Answer by greenestamps(13200)  (Show Source):
You can put this solution on YOUR website!
The system has only three variables; the answer must be an ordered set of three numbers, not four.
Quick inspection shows that the first equation is three times the second. That means the first equation is superfluous; it also means the determinant will be zero.
You say you have "figured -1,2,0,0". I will guess that you got that using matrices. But what you show is only part of the story.
As pointed out earlier, what you really found was -1,2,0, since there are only three variables.
Using only the last three of the four equations, the matrix you end up with is
1 0 0 -1
0 1 4 2
0 0 0 0
The first row says
x = -1
The second row says
y+4z = 2
The third row says 0 = 0, which means the system is dependent, with an infinite family of solutions.

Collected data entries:
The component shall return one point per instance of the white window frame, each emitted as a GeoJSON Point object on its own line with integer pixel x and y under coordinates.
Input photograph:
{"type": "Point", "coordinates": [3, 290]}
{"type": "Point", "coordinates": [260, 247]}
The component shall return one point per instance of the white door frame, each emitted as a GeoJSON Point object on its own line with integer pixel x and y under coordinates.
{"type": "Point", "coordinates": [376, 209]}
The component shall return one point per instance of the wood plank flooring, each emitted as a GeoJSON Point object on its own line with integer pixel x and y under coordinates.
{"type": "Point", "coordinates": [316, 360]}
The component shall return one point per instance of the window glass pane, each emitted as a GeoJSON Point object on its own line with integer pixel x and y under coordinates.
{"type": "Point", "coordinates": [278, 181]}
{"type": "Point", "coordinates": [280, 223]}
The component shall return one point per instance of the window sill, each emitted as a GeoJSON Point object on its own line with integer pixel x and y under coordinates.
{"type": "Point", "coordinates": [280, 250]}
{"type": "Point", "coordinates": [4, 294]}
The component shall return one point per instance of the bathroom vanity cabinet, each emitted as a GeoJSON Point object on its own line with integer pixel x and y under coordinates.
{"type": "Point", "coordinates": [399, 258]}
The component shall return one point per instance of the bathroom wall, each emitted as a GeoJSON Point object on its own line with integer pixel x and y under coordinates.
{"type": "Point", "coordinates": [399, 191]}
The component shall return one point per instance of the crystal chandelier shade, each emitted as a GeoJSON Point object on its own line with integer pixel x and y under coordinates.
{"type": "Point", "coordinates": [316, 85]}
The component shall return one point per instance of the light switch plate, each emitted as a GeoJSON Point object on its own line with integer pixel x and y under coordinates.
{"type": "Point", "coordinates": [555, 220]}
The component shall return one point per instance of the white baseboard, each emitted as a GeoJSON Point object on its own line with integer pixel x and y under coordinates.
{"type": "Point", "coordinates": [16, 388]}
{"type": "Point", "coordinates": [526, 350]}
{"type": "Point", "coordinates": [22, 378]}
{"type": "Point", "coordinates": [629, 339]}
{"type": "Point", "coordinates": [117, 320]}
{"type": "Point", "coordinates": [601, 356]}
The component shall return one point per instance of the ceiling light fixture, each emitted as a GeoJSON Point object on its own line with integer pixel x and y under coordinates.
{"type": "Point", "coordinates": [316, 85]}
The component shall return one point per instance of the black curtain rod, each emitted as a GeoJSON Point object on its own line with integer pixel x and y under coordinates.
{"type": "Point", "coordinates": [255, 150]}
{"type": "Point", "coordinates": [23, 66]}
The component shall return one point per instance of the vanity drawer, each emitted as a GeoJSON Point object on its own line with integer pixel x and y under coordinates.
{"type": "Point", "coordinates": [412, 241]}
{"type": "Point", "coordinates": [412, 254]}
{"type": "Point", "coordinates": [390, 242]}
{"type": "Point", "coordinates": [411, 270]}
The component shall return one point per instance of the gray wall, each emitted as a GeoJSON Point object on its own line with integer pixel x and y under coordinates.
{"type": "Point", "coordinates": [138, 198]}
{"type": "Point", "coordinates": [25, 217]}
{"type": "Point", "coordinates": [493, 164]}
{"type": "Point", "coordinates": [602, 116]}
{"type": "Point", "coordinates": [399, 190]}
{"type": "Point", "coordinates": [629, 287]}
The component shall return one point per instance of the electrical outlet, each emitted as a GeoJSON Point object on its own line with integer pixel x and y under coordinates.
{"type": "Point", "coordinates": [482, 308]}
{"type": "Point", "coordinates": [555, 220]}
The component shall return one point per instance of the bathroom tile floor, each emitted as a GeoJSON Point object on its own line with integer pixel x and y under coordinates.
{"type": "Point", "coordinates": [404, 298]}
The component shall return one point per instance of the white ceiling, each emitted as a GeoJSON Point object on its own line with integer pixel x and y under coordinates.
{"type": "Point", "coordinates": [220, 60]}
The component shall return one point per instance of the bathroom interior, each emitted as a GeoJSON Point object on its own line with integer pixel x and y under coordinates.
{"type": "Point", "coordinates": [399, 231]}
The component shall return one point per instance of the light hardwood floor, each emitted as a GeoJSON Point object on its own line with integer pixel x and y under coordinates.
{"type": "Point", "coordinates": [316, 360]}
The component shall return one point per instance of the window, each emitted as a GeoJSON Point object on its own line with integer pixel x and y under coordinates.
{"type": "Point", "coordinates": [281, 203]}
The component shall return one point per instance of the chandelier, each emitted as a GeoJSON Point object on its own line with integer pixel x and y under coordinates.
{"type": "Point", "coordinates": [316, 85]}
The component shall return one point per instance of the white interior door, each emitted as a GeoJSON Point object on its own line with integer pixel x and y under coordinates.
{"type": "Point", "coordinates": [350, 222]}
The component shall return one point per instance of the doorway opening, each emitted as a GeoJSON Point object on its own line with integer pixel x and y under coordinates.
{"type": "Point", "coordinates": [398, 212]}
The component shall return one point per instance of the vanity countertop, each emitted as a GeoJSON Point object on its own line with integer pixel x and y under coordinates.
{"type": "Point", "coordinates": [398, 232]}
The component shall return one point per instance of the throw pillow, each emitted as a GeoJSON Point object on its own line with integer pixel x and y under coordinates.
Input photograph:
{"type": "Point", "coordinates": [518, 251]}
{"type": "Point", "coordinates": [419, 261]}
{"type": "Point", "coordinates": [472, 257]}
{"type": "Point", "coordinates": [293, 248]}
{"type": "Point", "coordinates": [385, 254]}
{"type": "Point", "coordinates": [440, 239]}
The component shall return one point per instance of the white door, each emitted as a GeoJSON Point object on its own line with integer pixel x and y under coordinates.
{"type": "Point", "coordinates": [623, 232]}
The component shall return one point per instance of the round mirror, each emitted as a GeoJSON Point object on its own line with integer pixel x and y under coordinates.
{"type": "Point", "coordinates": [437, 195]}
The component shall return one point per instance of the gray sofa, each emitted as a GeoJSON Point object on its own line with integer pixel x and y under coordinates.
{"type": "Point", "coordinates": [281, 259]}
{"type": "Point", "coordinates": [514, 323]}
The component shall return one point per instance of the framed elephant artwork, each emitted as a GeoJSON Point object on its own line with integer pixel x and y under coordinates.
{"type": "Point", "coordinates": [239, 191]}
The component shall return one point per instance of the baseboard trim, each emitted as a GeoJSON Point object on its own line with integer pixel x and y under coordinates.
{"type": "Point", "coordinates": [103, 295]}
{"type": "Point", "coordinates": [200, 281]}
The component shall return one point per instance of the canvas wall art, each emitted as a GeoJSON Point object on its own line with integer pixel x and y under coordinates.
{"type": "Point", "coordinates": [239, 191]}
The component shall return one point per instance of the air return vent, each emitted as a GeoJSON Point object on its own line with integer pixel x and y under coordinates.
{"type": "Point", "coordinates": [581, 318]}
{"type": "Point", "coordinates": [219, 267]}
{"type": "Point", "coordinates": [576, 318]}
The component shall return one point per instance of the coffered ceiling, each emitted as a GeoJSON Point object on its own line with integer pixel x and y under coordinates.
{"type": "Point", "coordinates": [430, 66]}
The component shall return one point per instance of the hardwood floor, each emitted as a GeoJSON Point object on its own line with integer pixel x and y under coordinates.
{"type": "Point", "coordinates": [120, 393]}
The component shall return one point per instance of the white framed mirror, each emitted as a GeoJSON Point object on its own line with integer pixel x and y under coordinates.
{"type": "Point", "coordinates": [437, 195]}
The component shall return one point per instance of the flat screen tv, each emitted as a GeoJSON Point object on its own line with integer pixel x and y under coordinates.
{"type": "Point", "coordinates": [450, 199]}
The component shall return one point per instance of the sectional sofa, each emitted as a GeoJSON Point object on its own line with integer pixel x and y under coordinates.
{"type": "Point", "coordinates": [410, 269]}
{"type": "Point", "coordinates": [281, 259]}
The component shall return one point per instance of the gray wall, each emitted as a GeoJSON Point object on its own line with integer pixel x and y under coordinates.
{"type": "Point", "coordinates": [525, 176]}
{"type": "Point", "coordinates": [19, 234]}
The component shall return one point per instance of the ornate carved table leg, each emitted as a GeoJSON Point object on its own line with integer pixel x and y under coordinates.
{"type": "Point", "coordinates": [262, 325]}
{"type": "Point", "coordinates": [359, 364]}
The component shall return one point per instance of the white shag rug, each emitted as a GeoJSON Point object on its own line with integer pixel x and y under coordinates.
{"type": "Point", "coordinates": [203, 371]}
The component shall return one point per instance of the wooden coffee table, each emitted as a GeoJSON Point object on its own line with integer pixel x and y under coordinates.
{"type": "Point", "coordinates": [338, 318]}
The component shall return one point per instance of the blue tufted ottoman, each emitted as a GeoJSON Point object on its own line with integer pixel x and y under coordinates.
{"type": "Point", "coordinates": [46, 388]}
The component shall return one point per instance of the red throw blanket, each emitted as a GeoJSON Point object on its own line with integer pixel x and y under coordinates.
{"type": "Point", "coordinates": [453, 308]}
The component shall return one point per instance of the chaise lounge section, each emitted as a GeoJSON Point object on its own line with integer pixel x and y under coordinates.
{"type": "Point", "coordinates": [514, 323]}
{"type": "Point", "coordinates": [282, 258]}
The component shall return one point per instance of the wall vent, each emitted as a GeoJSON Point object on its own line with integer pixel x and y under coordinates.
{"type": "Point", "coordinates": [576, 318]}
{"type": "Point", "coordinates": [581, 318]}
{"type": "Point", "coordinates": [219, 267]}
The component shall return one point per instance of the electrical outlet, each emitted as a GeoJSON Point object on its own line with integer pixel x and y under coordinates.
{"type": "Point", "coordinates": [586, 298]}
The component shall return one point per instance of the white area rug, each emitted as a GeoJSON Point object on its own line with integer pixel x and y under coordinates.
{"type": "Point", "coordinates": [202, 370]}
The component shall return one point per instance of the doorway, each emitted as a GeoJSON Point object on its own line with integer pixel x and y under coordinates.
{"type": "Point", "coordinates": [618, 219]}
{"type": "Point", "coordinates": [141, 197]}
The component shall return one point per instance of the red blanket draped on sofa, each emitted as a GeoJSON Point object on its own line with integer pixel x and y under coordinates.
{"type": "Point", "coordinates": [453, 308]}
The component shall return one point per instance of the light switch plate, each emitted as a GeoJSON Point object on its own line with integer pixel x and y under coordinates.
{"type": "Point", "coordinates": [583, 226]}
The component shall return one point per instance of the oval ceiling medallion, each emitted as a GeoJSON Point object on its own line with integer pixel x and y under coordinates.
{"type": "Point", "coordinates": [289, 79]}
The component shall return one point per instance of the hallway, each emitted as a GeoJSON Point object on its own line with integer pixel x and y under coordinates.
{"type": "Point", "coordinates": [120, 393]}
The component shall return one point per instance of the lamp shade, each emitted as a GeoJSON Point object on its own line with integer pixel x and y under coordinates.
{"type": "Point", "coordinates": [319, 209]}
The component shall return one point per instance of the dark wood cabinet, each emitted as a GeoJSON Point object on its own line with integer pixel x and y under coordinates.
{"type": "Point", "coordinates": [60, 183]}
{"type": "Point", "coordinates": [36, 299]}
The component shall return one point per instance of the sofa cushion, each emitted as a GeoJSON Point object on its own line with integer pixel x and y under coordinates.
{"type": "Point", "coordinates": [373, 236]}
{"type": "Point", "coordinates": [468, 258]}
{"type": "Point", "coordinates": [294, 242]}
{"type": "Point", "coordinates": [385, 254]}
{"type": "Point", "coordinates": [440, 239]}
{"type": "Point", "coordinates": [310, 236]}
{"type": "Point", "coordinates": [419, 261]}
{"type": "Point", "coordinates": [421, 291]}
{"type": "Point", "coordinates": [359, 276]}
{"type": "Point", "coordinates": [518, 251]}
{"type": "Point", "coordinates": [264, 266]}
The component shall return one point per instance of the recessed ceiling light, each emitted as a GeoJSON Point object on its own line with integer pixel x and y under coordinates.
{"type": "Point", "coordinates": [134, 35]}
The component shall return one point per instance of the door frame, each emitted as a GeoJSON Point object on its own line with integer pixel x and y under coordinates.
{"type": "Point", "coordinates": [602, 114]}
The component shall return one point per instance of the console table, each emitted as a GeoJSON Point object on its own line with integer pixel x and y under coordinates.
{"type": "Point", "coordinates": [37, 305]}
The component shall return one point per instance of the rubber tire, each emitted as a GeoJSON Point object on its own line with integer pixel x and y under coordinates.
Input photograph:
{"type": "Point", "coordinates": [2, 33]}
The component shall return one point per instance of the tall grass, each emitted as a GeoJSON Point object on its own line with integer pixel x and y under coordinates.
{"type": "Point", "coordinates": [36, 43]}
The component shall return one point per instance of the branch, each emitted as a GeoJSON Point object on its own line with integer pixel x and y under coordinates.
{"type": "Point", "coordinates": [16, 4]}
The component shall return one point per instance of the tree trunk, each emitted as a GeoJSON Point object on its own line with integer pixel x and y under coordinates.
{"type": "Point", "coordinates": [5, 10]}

SET PROBLEM
Please extend the forum answer about the dependent system of three equations, starting after its last sentence.

WRITTEN RESPONSE
So solve the equation from the second row for one of the variables and use that to define the set of solutions using the parameter a.
y + 4z = 2
y = 2-4z
Then the solution set in parametric form is
x = -1
y = 2-4a
z = a
Answer by ikleyn(52800)  (Show Source):
You can put this solution on YOUR website! .
Use the matrix capabilities of a graphing utility to write the augmented matrix corresponding to the system of equations
in reduced row-echelon form. Then solve the system. If the system is dependent, express x, y, and z in terms of the parameter a.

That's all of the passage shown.